Task details: Please find every line in the records below that contains the word "garden" and copy each of those lines. Case counts.

Records:
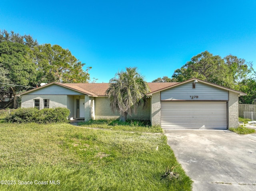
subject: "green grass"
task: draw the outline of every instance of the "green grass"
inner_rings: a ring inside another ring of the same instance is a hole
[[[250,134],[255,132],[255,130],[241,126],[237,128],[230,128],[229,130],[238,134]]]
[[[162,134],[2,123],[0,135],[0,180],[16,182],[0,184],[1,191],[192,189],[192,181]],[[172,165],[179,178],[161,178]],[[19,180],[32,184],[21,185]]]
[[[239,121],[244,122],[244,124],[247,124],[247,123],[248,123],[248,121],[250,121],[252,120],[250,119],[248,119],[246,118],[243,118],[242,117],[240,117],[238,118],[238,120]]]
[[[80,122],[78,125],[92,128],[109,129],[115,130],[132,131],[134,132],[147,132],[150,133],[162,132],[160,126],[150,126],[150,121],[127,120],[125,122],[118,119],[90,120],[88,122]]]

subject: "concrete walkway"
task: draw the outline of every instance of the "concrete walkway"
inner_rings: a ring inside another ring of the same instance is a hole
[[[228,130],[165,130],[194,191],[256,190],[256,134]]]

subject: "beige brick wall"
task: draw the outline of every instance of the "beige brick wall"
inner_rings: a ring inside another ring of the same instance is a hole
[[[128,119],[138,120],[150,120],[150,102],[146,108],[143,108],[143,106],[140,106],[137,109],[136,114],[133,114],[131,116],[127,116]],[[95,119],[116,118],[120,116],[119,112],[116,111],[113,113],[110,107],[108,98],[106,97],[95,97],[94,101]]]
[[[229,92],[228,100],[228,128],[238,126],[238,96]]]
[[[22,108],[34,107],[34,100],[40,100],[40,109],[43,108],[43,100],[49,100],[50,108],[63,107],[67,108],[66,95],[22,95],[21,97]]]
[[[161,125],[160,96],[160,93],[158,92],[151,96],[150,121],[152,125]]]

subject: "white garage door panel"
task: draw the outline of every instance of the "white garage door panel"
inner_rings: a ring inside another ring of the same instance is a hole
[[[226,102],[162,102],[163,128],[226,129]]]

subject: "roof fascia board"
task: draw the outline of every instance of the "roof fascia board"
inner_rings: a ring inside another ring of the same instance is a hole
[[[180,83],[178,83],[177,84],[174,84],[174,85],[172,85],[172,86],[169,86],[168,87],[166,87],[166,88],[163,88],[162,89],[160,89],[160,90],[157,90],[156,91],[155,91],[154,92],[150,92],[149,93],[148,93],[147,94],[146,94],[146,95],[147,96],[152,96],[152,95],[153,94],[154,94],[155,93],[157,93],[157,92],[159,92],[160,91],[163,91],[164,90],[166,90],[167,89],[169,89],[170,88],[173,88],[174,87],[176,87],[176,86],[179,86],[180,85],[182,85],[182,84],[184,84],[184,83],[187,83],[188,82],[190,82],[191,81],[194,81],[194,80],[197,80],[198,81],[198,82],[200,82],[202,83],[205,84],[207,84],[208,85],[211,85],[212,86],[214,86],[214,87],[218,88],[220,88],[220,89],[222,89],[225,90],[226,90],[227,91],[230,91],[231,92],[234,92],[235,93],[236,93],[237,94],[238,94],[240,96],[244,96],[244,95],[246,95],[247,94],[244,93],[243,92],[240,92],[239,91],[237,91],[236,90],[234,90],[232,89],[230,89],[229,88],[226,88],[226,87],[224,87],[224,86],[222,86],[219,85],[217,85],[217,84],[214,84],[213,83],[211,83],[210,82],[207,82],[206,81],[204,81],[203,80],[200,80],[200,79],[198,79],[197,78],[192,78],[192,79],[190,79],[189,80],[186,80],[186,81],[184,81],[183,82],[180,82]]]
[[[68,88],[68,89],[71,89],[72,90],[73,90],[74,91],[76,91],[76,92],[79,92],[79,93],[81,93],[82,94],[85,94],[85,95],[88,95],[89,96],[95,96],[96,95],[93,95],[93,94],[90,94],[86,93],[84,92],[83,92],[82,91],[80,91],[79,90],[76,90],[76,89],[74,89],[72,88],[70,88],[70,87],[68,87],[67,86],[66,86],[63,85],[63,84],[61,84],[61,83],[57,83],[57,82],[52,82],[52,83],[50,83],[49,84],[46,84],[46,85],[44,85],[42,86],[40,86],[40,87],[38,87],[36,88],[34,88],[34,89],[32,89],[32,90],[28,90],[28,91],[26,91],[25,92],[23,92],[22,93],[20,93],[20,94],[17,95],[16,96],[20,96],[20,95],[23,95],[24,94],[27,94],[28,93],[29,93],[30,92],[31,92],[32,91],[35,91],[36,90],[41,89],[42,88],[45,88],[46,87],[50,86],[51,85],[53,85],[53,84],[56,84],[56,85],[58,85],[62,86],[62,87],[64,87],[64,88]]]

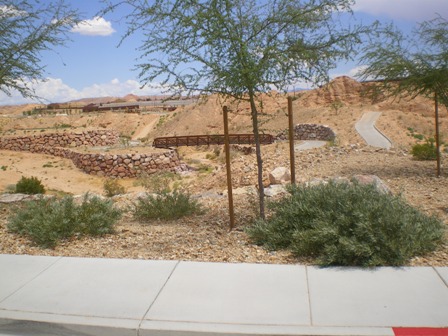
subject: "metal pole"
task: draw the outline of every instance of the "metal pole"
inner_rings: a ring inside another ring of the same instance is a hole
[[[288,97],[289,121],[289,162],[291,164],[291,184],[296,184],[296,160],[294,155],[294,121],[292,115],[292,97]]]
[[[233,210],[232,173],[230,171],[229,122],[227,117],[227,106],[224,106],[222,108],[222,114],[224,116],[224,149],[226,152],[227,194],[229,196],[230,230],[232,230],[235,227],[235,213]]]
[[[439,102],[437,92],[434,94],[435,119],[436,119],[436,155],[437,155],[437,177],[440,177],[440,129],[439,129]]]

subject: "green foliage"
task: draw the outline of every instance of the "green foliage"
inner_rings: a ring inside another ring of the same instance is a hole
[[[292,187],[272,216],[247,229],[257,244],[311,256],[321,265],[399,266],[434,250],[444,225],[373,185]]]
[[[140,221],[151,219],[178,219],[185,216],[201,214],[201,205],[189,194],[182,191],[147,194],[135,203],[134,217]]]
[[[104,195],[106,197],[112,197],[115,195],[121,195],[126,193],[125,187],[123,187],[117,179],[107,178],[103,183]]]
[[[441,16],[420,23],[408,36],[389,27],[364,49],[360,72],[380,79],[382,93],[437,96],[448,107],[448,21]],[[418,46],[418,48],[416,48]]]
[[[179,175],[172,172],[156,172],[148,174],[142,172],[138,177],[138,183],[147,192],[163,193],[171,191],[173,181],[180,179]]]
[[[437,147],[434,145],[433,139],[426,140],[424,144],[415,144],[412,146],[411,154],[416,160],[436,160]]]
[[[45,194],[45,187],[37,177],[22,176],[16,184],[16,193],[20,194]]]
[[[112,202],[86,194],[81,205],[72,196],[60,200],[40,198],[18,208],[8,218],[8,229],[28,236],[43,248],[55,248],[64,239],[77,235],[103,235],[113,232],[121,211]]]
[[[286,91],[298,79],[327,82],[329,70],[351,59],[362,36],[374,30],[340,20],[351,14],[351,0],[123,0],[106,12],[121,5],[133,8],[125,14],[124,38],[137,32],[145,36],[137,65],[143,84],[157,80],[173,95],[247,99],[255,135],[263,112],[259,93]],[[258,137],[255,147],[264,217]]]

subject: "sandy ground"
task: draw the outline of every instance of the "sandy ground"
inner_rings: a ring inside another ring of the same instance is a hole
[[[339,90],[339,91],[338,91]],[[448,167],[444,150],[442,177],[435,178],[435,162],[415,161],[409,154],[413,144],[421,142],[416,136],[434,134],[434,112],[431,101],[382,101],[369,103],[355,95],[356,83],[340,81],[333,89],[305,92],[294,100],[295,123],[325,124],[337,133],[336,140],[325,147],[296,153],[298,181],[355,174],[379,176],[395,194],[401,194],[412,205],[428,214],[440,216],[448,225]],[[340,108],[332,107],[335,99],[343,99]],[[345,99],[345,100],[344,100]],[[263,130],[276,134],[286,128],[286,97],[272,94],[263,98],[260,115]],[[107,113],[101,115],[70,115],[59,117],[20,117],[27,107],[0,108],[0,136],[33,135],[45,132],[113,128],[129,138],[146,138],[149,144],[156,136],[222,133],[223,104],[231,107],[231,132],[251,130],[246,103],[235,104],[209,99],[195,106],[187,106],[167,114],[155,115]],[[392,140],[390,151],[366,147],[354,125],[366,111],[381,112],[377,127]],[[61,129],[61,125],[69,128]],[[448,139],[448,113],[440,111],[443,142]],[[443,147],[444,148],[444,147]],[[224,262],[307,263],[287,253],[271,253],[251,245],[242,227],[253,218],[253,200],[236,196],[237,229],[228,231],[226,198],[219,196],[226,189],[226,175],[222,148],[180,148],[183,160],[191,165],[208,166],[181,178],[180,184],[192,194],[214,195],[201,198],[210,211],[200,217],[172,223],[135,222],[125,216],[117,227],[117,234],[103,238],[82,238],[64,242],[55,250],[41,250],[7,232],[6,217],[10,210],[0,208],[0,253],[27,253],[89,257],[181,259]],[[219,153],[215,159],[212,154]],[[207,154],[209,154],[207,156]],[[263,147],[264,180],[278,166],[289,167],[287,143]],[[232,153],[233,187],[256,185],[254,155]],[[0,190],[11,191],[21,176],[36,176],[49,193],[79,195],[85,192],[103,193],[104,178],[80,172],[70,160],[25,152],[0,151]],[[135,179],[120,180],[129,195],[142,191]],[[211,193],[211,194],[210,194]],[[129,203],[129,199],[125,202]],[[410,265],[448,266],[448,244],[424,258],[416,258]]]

...

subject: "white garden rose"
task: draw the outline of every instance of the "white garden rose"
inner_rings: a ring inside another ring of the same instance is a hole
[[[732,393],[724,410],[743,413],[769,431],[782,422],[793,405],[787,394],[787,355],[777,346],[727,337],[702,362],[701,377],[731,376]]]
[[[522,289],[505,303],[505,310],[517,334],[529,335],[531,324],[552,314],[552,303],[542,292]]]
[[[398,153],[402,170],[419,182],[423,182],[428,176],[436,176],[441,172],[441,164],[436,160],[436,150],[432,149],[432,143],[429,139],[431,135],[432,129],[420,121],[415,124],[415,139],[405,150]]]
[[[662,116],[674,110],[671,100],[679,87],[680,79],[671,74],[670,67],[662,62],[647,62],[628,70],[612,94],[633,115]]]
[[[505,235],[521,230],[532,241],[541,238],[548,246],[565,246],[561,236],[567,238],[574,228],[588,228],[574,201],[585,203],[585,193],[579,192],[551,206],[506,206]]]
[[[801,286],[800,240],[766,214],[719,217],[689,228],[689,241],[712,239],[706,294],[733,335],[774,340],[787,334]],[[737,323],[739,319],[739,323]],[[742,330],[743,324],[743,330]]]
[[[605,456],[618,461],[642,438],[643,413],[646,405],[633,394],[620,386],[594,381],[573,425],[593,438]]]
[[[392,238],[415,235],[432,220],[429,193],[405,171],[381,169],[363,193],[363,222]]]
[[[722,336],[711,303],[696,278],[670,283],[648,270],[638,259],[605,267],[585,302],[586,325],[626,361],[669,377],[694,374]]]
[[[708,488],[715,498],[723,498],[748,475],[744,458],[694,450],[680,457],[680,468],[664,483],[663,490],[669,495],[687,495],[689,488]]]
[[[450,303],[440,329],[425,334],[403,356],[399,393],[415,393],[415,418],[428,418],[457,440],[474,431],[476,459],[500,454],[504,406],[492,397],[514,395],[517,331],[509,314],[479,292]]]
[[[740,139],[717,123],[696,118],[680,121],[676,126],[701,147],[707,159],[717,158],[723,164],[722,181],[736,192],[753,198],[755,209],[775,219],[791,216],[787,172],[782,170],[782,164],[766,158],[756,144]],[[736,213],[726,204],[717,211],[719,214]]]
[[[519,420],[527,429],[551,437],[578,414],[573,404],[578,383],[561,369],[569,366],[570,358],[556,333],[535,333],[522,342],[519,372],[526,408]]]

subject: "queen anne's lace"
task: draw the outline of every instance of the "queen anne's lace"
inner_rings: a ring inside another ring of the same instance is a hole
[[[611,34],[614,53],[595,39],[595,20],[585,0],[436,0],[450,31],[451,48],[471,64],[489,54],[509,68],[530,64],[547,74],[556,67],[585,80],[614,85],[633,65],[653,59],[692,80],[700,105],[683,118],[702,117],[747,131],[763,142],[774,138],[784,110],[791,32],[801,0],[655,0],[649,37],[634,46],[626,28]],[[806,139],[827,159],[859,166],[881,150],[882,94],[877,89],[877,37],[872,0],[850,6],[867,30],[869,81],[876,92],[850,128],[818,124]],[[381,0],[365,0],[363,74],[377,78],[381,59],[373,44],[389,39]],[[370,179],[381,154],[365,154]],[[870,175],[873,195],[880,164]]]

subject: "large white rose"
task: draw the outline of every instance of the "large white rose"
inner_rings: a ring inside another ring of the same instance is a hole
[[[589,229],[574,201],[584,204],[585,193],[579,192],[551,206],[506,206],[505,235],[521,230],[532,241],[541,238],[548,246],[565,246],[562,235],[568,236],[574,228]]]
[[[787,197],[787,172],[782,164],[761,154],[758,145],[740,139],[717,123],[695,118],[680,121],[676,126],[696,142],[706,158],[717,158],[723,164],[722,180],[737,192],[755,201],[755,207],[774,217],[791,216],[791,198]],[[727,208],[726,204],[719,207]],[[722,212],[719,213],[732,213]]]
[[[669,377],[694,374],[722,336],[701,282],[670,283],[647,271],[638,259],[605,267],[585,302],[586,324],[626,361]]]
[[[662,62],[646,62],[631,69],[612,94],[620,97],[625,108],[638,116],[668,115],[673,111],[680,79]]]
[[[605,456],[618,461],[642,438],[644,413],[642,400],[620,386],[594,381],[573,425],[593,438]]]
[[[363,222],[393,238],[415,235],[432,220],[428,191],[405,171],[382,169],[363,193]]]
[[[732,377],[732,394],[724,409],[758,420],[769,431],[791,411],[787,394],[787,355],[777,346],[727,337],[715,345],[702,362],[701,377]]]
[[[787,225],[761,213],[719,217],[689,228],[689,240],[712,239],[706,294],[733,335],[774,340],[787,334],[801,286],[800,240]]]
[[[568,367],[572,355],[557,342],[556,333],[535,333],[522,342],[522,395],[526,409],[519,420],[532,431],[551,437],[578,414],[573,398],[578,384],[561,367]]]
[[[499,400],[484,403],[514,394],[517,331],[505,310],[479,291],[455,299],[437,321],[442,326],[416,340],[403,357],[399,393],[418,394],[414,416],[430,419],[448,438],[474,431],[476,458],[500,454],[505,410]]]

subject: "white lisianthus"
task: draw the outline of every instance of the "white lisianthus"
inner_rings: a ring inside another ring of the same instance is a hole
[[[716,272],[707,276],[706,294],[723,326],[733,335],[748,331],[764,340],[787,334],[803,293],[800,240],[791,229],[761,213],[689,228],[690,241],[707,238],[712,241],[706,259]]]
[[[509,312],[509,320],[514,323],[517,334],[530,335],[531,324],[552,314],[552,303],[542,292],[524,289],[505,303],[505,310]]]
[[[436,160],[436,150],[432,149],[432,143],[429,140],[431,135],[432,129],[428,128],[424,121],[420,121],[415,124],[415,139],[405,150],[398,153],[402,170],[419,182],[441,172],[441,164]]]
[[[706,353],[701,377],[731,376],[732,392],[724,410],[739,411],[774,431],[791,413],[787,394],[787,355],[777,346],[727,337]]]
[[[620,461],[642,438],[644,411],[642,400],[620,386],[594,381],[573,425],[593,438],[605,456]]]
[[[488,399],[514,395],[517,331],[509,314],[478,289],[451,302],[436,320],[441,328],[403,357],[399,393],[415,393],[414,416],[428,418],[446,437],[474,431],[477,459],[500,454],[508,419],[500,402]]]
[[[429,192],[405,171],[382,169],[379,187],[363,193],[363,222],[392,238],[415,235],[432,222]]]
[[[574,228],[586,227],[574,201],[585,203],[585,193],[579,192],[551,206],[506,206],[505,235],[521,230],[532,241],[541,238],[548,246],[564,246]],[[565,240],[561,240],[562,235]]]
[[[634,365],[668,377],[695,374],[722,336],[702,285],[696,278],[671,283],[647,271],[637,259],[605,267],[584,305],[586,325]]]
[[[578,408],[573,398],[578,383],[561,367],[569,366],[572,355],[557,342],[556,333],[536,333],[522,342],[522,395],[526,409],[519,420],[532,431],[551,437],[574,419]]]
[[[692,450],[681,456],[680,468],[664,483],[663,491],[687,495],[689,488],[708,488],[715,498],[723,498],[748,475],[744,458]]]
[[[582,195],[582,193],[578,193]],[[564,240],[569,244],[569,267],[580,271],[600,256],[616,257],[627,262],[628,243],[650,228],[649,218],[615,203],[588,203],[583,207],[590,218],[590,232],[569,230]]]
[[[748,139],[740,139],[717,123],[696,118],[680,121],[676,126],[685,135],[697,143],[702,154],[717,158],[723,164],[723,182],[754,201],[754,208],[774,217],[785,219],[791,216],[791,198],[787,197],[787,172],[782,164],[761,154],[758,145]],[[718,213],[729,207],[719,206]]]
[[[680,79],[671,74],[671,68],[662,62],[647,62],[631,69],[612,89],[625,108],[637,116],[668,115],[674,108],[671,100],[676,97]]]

* * *

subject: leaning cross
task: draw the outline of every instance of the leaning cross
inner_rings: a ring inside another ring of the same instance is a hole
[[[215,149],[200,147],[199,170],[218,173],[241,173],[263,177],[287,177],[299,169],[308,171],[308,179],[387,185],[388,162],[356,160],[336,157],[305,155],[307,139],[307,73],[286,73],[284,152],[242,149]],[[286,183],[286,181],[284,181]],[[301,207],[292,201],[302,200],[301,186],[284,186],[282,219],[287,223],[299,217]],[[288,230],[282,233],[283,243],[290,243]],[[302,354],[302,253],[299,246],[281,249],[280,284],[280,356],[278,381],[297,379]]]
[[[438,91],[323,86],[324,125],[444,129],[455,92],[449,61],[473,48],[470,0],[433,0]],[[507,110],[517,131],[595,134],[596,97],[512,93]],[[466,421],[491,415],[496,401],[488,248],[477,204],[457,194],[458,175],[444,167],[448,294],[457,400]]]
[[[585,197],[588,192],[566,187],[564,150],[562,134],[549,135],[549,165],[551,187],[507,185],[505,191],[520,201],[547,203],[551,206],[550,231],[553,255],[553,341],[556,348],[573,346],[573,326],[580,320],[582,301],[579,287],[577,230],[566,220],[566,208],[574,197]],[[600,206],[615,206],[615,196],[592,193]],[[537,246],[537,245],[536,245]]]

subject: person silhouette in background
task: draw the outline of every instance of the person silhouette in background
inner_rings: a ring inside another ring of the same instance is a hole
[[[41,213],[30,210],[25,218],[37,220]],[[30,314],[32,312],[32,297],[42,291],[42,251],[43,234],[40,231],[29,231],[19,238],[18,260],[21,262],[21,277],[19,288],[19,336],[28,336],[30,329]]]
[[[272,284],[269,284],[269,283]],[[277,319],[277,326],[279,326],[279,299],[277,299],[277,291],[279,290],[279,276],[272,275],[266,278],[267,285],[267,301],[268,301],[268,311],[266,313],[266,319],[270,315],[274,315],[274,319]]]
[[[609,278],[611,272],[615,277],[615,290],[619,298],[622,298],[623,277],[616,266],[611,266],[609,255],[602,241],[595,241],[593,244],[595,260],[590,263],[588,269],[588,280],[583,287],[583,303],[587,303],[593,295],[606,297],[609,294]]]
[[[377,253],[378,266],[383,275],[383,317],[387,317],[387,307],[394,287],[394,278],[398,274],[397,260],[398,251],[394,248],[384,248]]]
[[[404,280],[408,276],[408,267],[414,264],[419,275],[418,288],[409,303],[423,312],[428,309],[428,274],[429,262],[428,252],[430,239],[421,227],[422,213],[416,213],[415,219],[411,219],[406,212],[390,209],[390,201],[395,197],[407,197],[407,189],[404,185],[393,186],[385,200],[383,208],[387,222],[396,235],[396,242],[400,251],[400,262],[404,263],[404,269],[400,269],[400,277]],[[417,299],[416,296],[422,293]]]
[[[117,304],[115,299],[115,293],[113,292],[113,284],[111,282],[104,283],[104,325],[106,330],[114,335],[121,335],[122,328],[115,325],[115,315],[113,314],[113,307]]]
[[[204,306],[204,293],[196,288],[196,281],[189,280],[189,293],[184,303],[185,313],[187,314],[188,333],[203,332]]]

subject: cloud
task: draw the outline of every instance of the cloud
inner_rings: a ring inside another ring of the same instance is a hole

Completed task:
subject: "white garden rose"
task: draw the outline of every instance of the "white garden rose"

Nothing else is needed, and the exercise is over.